ACTIVITY -> Output each entry exactly; skip nothing.

[Data items]
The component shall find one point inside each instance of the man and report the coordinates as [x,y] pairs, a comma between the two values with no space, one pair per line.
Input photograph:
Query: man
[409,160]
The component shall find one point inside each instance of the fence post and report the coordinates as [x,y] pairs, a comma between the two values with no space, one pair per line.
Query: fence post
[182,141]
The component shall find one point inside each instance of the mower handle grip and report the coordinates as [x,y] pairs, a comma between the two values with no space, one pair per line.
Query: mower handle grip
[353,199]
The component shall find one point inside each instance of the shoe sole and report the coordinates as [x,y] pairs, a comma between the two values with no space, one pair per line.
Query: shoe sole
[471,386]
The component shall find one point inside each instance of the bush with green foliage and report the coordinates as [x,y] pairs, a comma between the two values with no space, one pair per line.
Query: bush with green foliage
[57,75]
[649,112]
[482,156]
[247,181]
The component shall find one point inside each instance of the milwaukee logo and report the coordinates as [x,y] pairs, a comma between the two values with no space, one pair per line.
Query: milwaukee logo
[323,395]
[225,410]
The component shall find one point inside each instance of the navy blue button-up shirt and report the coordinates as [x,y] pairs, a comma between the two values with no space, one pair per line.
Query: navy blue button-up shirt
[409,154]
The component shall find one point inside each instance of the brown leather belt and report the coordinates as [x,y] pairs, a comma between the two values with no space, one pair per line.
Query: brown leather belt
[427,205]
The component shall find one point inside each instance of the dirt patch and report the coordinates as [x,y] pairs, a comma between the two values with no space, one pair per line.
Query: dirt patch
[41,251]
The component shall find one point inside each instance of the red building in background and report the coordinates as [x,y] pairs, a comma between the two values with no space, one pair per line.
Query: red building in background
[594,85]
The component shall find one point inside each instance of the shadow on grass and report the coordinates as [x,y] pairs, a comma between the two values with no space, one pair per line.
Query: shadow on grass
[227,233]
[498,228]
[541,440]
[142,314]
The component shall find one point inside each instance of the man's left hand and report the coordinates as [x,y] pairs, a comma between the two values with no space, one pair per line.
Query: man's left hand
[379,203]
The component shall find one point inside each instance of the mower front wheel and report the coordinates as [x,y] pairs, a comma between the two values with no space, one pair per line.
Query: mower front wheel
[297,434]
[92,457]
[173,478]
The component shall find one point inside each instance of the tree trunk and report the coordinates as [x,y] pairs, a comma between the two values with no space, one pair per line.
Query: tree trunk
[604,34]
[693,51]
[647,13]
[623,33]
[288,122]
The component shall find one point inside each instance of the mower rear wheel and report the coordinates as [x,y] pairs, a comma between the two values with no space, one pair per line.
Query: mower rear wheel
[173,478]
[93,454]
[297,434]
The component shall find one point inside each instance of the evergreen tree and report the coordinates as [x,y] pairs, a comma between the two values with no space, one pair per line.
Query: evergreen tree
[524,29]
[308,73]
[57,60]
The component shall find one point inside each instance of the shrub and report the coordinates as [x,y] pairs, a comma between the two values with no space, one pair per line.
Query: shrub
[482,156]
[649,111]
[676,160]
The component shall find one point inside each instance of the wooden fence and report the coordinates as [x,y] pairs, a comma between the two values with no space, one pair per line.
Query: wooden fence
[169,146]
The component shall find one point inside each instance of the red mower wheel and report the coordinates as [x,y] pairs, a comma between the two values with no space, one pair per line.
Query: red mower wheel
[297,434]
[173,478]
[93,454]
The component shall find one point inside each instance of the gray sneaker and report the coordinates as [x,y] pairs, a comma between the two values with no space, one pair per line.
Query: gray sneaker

TASK RESPONSE ->
The component shall find one point inside each instance of the man and report the coordinates as [x,y] pairs, a comma between the two values with no space, one pair per line.
Input photograph:
Query: man
[409,160]
The component shall find one point inside each instance of the fence post and report the coordinates as [x,y] pairs, a comma between the two values with no space, one pair per line.
Query: fence post
[182,141]
The component shall find one point inside each instance of the mower handle grip and report the coordinates as [x,y] pairs, a comma between the two values with no space, one pair per line.
Query: mower handle grip
[353,199]
The component shall find one point inside each instance of the shoe sole and report the coordinates as [x,y] pairs, a comma between the two values with no space, one pair per line.
Query: shoe sole
[471,386]
The component shall find one point inside each instance of the bush with green foliage and report the coordinates as [x,y] pairs, a comma between the two values with no space, one pair per line.
Query: bush with green foliage
[57,75]
[649,112]
[482,156]
[247,181]
The component shall find one point inside each instance of the milwaukee logo and report the coordinates as [x,y] pairs, a comma between the two values with no space, one pair per line.
Query: milwaukee logo
[323,395]
[225,410]
The component shall find one point inside each instance of the navy blue button-up shirt and report the coordinates as [x,y] pairs, a comma between the two values with no space, one pair per line.
Query: navy blue button-up shirt
[409,154]
The component shall find one point inside each instance of the brown leather belt and report the coordinates as [x,y] pairs, a comma between the two values with no space, one pair per line.
Query: brown leather belt
[427,205]
The component shall find one point inside each instance of the dirt patch and report the coordinates as [x,y] pairs, a comma between the two values with no space, one pair per line.
Query: dirt patch
[41,251]
The component shall find one point inside each instance of the red building in background and report the coordinates as [x,y] pairs, a comma between the two values with no space, one pair per line.
Query: red building in background
[594,85]
The component shall find one point inside each instance of the shadow on grass and report the coordinates as [x,y] pairs, a comma between the two values with no space, one pair per line.
Query: shadow on grass
[227,233]
[498,228]
[541,440]
[142,314]
The component shall find one point inside each instance of the man's left hand and report the coordinates as [x,y] pairs, a comma between the two values with no space, one pair per line.
Query: man's left hand
[379,203]
The component shall find one point inside each instance of the mower front wheel and report the coordinates as [x,y] pairs, a comma between the two values with no space, one pair per line.
Query: mower front wheel
[297,434]
[92,457]
[173,478]
The component shall find one point inside each instance of the tree trunk and report the coordinates as [x,y] pairs, a comma between the two values with no space, one pair per line.
Query: tree trunk
[604,34]
[693,51]
[647,13]
[623,33]
[288,122]
The component shall find one point inside each instance of the mower rear wheel and report the coordinates as [x,y] pairs, a comma between the two values with no space, one pair per line.
Query: mower rear wheel
[173,478]
[93,454]
[297,434]
The component shall find one point inside each instance of the evergreen tree and report the coordinates as [x,y] pairs, a comma between the two values with no space, one pair per line.
Query: evergreen tree
[524,29]
[308,73]
[57,60]
The component shall find one point inside each instance of the shrub and report the coordinates as [x,y] pairs, a comma between the two values with no space, one pair per line.
Query: shrub
[482,156]
[649,111]
[676,160]
The component shall find one point inside each instance of the wooden fence and report the coordinates as [x,y] pairs, a comma between the two values with no space, one pair per line.
Query: wooden fence
[169,146]
The component shall find one point inside each instance of the red mower wheel and report the coordinates as [x,y] pairs, a comma between the two values with no space, one pair per line.
Query: red mower wheel
[297,434]
[173,478]
[93,454]
The component shall find one point inside each instance of the gray sneaker and report the coordinates as [x,y] pairs, a comma between the two values with no space, one pair per line.
Query: gray sneaker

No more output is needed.